- _EXTRAIT DE TEXTE_:

Mercure de France, 2023

208 pages

lu

Frère unique

Olivier Frébourg

Frère unique est le cri de douleur d’un homme écorché vif par la mort brutale et inattendue de son frère ainé et unique, un « être exceptionnel » avec lequel il entretenait une relation quasi fusionnelle (« j’ai eu l’impression qu’il se fondait en moi, que nous étions deux dans le même corps »). Mais pas seulement.

Au début du livre, l’auteur revient longuement sur leur enfance heureuse (et idéalisée ?) dans des îles paradisiaques (les Antilles), leur père étant capitaine au long cours dans la marine. Puis, en Normandie où cette famille très unie retrouve ses racines et jette ses amarres.

L’aîné est décrit comme ayant toutes les qualités, d’intelligence, de caractère et de cœur. Il est devenu médecin, professeur au CHU de Rouen, chercheur en génétique avec une aura internationale. C’est à la suite de soins dans son propre hôpital qu’il décède de complications de l’ablation d’un cathéter. Le cadet ne comprend pas pourquoi médecins et administratifs de l’hôpital ont eu tant de difficultés à reconnaître clairement que le décès était secondaire à une mauvaise exécution de ce geste certes technique mais banal, une « faute scandaleuse ». De plus, ces professionnels n’ont pas eu les mots forts de compassion qu’il attendait.

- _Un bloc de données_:
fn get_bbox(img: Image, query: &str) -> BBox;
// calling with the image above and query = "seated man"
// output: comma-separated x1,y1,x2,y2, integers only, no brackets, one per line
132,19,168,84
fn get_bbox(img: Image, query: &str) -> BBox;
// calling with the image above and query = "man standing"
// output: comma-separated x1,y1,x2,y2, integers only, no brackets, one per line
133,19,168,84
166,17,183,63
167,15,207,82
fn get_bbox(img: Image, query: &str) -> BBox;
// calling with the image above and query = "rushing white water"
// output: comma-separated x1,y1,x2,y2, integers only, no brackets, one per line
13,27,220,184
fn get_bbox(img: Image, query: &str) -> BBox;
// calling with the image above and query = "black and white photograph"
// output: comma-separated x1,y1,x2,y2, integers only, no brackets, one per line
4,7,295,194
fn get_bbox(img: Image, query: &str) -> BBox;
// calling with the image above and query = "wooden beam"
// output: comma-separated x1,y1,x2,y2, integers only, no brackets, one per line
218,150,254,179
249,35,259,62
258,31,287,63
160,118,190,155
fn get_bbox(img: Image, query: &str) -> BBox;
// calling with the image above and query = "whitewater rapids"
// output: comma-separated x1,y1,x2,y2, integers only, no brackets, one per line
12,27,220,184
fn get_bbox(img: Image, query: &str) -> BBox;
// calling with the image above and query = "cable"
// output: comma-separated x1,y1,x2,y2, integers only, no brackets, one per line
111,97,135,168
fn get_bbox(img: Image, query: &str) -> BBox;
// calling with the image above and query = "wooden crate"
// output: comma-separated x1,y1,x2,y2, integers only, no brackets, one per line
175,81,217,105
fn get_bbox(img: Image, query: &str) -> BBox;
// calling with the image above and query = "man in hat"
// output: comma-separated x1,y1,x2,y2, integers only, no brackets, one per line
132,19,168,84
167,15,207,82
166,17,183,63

- _CONSIGNE DONNÉE_:
Recopiez intégralement, sans aucune modification, la critique de « Frère unique » qui figure plus haut.

- _TÂCHE ACCOMPLIE_:
Mercure de France, 2023

208 pages

lu

Frère unique

Olivier Frébourg

Frère unique est le cri de douleur d’un homme écorché vif par la mort brutale et inattendue de son frère ainé et unique, un « être exceptionnel » avec lequel il entretenait une relation quasi fusionnelle (« j’ai eu l’impression qu’il se fondait en moi, que nous étions deux dans le même corps »). Mais pas seulement.

Au début du livre, l’auteur revient longuement sur leur enfance heureuse (et idéalisée ?) dans des îles paradisiaques (les Antilles), leur père étant capitaine au long cours dans la marine. Puis, en Normandie où cette famille très unie retrouve ses racines et jette ses amarres.

L’aîné est décrit comme ayant toutes les qualités, d’intelligence, de caractère et de cœur. Il est devenu médecin, professeur au CHU de Rouen, chercheur en génétique avec une aura internationale. C’est à la suite de soins dans son propre hôpital qu’il décède de complications de l’ablation d’un cathéter. Le cadet ne comprend pas pourquoi médecins et administratifs de l’hôpital ont eu tant de difficultés à reconnaître clairement que le décès était secondaire à une mauvaise exécution de ce geste certes technique mais banal, une « faute scandaleuse ». De plus, ces professionnels n’ont pas eu les mots forts de compassion qu’il attendait.